> [Exercise description]:
Could you filter the records below and return each line that holds "rough"?

> [Material shown]:
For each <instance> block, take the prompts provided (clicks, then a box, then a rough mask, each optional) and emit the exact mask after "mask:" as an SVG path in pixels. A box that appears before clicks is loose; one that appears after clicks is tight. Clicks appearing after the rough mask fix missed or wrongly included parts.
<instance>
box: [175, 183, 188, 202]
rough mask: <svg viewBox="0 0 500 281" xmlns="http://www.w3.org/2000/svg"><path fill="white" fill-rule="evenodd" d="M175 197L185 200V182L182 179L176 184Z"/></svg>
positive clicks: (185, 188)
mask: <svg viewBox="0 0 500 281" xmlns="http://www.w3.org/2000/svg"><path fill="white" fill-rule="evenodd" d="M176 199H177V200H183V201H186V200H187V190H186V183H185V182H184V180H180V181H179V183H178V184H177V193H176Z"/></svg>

* * *

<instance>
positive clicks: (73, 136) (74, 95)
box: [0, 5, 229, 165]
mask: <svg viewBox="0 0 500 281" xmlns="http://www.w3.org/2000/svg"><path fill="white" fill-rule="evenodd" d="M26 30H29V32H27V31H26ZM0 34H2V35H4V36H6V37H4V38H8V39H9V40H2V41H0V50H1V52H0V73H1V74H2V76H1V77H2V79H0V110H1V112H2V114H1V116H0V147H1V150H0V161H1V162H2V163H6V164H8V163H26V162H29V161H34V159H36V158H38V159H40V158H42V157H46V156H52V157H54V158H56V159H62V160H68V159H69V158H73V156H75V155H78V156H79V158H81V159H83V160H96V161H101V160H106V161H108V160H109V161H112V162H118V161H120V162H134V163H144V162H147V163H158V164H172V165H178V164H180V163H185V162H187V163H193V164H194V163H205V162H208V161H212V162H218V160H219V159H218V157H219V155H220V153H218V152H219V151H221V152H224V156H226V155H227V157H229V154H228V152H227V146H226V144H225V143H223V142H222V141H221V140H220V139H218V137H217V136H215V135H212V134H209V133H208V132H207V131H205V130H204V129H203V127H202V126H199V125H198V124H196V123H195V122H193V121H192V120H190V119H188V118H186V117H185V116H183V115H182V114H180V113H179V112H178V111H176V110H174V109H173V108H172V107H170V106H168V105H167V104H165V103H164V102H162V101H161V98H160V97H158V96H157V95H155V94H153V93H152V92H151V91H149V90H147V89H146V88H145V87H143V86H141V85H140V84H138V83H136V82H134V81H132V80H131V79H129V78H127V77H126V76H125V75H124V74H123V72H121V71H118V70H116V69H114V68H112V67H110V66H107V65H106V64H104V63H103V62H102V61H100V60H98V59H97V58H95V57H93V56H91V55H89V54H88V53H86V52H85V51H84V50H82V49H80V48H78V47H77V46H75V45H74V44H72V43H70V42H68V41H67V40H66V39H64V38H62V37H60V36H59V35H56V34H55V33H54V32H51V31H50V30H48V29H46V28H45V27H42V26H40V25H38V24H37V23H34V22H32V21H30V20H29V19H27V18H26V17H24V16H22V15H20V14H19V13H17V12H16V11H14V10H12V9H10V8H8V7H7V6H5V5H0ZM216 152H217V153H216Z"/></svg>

> [Solution]:
For each <instance> block, take the prompts provided (clicks, then a box, then a rough mask, each optional) and emit the exact mask after "mask:" as an SVG path in pixels. A box that appears before clicks is loose; one that appears after clicks is tight. Clicks appearing after the rough mask fix missed or wrongly included parts.
rough mask: <svg viewBox="0 0 500 281" xmlns="http://www.w3.org/2000/svg"><path fill="white" fill-rule="evenodd" d="M175 197L185 200V182L182 179L176 184Z"/></svg>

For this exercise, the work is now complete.